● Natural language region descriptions
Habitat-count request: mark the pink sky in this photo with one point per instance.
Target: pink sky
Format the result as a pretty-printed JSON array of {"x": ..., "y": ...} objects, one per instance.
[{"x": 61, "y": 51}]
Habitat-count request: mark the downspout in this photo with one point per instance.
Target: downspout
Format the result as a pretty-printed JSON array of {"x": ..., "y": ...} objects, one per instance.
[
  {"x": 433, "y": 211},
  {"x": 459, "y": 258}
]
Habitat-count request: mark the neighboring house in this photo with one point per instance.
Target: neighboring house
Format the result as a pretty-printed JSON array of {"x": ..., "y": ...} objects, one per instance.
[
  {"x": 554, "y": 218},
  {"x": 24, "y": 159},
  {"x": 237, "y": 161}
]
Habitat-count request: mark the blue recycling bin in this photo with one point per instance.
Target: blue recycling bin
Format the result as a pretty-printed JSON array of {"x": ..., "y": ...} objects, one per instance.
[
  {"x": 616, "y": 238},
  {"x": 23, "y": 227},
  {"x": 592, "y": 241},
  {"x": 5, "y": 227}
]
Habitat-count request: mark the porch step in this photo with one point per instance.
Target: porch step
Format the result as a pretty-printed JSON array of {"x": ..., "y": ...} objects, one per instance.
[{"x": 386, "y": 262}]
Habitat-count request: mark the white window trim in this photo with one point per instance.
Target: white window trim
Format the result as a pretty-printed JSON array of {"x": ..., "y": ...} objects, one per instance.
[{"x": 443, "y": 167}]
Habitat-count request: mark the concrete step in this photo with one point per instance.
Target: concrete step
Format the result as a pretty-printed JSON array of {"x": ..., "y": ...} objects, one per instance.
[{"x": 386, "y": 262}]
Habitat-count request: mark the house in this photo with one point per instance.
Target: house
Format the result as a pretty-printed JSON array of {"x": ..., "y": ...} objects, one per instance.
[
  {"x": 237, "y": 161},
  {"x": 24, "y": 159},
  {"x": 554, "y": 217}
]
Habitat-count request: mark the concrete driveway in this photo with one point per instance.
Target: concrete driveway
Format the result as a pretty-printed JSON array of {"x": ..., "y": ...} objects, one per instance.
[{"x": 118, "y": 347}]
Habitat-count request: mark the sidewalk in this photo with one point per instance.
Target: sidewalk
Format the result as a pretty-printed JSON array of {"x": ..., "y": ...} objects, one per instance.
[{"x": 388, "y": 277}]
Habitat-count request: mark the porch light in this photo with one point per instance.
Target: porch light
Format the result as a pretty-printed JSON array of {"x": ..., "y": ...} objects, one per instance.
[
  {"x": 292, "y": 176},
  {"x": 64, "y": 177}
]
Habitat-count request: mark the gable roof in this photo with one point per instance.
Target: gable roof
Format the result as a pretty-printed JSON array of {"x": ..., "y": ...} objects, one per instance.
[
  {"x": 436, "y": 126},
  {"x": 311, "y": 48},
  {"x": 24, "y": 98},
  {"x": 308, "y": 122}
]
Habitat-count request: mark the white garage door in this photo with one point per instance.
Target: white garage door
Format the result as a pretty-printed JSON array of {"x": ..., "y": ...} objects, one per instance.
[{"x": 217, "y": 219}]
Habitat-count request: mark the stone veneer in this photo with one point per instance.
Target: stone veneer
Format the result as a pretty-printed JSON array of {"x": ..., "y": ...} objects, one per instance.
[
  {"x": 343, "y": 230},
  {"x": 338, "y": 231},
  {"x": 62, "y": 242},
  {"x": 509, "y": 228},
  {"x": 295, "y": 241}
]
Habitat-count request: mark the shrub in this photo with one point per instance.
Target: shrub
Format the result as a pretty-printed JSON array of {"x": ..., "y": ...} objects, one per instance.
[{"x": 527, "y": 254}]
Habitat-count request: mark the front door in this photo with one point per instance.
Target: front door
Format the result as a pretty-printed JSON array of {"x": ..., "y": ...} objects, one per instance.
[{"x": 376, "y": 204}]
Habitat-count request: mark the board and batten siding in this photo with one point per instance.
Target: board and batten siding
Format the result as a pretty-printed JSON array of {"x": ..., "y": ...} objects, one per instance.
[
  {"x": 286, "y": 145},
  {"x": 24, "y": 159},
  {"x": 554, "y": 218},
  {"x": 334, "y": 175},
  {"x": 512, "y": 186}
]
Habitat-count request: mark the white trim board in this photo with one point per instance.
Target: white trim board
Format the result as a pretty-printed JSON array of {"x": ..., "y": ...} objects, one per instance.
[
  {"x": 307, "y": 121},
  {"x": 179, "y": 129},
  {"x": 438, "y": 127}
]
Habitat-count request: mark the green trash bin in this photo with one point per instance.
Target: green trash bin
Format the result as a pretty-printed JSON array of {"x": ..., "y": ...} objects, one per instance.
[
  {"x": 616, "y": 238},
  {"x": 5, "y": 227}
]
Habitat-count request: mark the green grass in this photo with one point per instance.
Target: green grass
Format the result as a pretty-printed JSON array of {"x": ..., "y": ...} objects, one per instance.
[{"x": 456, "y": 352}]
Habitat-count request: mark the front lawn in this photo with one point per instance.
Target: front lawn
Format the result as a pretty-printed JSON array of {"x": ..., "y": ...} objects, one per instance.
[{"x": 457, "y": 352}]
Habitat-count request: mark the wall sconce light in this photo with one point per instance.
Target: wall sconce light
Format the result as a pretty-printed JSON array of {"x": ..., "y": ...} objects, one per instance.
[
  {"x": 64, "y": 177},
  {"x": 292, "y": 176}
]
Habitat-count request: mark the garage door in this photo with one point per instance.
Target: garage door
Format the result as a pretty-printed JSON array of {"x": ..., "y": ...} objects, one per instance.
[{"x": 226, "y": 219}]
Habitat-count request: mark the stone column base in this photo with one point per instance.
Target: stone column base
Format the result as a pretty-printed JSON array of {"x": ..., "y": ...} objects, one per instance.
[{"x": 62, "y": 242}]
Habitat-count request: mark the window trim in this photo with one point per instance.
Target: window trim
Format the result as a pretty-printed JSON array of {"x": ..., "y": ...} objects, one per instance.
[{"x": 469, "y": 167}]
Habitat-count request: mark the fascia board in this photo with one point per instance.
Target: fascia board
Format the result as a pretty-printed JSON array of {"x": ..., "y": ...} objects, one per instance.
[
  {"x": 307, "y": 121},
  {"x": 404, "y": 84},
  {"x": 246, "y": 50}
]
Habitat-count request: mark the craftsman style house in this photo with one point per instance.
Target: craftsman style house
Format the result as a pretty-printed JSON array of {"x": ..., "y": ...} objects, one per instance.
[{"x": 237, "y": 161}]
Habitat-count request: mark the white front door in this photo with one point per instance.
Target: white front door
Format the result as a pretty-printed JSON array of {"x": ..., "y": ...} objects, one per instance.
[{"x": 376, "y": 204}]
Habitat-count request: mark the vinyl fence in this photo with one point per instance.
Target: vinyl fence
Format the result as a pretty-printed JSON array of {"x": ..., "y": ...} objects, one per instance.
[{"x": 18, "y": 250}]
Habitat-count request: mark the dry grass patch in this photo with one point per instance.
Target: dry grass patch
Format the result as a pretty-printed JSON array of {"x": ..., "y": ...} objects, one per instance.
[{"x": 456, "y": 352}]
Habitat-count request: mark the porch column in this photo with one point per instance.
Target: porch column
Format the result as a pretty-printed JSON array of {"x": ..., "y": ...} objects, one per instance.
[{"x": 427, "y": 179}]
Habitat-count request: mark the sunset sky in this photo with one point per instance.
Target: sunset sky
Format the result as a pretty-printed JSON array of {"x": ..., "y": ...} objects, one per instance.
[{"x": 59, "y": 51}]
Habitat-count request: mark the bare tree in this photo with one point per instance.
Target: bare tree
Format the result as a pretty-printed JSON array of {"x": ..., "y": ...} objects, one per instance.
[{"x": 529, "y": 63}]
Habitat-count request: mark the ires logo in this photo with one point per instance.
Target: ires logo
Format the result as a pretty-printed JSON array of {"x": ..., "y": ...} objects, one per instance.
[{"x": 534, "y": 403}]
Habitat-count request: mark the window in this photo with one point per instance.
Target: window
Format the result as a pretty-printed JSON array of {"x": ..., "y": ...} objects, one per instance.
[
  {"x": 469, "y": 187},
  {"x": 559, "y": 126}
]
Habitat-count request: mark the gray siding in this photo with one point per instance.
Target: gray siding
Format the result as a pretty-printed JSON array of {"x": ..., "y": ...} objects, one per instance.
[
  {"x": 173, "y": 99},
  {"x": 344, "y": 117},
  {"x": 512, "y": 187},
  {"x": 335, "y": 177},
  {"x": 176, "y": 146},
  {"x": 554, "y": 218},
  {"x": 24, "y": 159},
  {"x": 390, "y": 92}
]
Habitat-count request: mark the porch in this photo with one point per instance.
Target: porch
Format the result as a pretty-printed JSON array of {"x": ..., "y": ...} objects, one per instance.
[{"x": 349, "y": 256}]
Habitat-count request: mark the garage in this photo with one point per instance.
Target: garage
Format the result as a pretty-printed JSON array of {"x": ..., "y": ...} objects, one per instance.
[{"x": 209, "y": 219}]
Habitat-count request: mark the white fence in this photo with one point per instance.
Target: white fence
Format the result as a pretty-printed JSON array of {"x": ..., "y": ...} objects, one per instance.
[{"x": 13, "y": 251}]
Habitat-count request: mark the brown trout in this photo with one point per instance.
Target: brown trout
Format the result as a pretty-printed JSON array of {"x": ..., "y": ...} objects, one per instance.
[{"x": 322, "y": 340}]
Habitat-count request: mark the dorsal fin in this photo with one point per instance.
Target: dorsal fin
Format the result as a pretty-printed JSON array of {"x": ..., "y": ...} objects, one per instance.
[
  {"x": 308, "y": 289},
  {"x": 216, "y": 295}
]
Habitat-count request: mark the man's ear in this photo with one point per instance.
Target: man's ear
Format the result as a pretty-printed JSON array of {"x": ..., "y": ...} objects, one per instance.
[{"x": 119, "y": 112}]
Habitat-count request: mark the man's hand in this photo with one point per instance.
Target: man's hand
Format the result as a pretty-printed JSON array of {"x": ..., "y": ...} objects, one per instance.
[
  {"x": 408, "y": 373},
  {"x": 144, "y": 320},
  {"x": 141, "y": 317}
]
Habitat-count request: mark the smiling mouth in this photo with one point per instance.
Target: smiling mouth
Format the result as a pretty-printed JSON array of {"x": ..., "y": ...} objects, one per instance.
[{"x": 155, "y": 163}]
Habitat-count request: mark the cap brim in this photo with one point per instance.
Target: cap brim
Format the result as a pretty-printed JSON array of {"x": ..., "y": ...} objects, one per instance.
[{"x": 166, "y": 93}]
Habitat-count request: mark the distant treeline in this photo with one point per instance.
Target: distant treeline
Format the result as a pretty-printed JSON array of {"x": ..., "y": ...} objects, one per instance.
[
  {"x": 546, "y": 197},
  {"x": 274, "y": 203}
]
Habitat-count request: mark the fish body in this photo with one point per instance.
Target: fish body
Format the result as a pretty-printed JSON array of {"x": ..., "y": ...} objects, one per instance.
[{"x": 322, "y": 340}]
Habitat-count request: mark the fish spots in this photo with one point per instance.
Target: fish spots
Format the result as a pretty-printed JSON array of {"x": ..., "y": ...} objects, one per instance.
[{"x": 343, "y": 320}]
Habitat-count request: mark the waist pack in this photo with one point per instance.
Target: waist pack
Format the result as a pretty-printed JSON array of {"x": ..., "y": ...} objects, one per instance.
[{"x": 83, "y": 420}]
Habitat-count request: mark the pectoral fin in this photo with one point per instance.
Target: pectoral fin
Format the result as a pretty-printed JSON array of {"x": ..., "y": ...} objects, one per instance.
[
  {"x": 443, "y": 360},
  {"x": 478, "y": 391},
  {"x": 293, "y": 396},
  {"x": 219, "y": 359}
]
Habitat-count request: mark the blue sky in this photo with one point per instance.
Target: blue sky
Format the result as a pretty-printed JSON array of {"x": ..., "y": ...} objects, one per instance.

● Exercise instructions
Repeat verbatim the opening run of entries, ending with the line that contains "Target: downspout".

● Answer to the exercise
Habitat-count request: mark the pink sky in this photo with one point per instance.
Target: pink sky
Format the result as a pretty-printed JSON array of {"x": ..., "y": ...} objects, one per instance.
[{"x": 61, "y": 51}]
Habitat-count request: mark the downspout in this photo with one point per instance.
Target: downspout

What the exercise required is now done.